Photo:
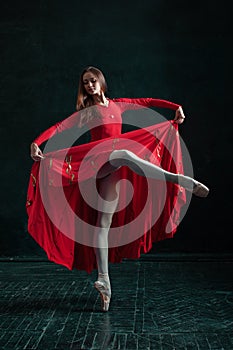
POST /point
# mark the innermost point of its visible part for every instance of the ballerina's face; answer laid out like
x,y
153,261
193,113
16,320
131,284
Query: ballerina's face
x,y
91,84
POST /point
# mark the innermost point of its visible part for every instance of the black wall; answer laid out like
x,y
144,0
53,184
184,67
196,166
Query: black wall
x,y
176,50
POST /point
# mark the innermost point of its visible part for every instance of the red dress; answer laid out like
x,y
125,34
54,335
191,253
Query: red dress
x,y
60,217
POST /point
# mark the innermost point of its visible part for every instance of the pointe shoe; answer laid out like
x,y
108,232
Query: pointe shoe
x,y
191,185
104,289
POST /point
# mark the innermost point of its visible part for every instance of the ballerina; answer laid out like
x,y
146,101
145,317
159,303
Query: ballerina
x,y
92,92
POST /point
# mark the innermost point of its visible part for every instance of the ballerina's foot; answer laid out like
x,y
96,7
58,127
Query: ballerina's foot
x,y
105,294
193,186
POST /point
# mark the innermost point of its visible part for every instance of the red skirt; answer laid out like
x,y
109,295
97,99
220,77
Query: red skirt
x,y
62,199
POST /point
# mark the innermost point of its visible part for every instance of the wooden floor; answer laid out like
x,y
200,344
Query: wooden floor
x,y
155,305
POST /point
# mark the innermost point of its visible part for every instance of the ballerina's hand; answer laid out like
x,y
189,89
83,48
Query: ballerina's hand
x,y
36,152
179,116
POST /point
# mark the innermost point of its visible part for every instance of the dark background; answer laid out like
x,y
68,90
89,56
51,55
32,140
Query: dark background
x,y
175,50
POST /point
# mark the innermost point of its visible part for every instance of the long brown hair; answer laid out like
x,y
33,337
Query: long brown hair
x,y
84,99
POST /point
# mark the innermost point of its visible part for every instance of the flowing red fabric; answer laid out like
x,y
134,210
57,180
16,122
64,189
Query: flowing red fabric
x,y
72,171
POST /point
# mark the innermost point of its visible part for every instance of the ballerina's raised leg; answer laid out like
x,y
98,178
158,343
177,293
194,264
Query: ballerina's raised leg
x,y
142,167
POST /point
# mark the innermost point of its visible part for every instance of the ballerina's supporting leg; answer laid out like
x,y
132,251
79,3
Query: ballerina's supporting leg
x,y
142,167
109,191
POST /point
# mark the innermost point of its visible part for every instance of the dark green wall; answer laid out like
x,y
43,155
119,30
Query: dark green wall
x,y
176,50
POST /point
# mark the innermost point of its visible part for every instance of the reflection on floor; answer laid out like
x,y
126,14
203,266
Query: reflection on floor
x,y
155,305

+ + + + +

Instructions for the task » Give the data above again in full and unchanged, skipping the pictures.

The result »
Photo:
POST /point
# mark the innermost point of its visible part for every instance of the ballerina's face; answer laid out like
x,y
153,261
193,113
16,320
131,284
Query: ballerina's face
x,y
91,84
POST /point
# mark the innermost point of its visible part for every instance of the black wall; answer laid out like
x,y
144,0
53,184
184,67
196,166
Query: black wall
x,y
176,50
POST /point
# mark the innermost point of its visible part for every instance of the red dress; answer laid out like
x,y
125,34
54,335
191,253
Query: red dress
x,y
60,217
POST /point
# mark the innermost point of its visible part for every instance of the pointe shoe; answer laid out like
x,y
108,232
Query: pointe shoe
x,y
191,185
104,289
POST /point
# mark the innermost point of its visible part for every instance of the ballerina; answer laid out like
x,y
146,101
145,317
159,303
Query: ballerina
x,y
92,92
POST /point
# mark the innermost point of its visible part for every instance of the ballerina's foot; answer laid out like
x,y
96,7
58,127
Query: ballerina's foot
x,y
105,294
193,186
POST /point
# mark the innermost point of its visible part for every instance of the red skirt; answer laid out like
x,y
109,295
97,99
220,77
Query: red skirt
x,y
62,199
POST /point
# mark the innermost point of its visible part for every instance of the wooden floor; answer laid out like
x,y
200,344
Query: wooden floor
x,y
155,305
POST /point
# mark the innermost point of its visible part for every instance of the ballerina's hand; answer laid out like
x,y
189,89
83,48
Query: ballerina's hand
x,y
36,152
179,116
POST /point
# mark the innermost point of its visible part for every instance of the dark background; answer laid out like
x,y
68,90
89,56
51,55
32,140
Query: dark background
x,y
175,50
POST /point
# mark the innermost point of its visible part for every instance of the long brown hair; answer laid out like
x,y
33,337
Query: long brown hair
x,y
84,99
POST /point
# mark the innermost point of its visible part for every instance of the flowing red fabric; answer laid out like
x,y
134,210
57,180
16,122
64,189
Query: flowing red fabric
x,y
72,171
POST /point
# mark the innermost point of its visible part for every instance of the ballerina's raised leg; answer laid out like
x,y
98,178
158,343
177,293
194,264
Query: ballerina's raised leg
x,y
142,167
POST /point
# mark the innermost point of its visible part for every instance of the ballerina's supporting leg; answer laid out like
x,y
132,251
79,3
Query: ballerina's supporting leg
x,y
142,167
109,191
POST /point
# mark the innermost point of its visible part for every instance of the dark green wall; answer laid out like
x,y
43,155
119,30
Query: dark green wall
x,y
176,50
POST /point
# mark the innermost point of its visible part for every instance of the reflection on floor; answer laid out like
x,y
126,14
203,266
Query: reflection on floor
x,y
155,305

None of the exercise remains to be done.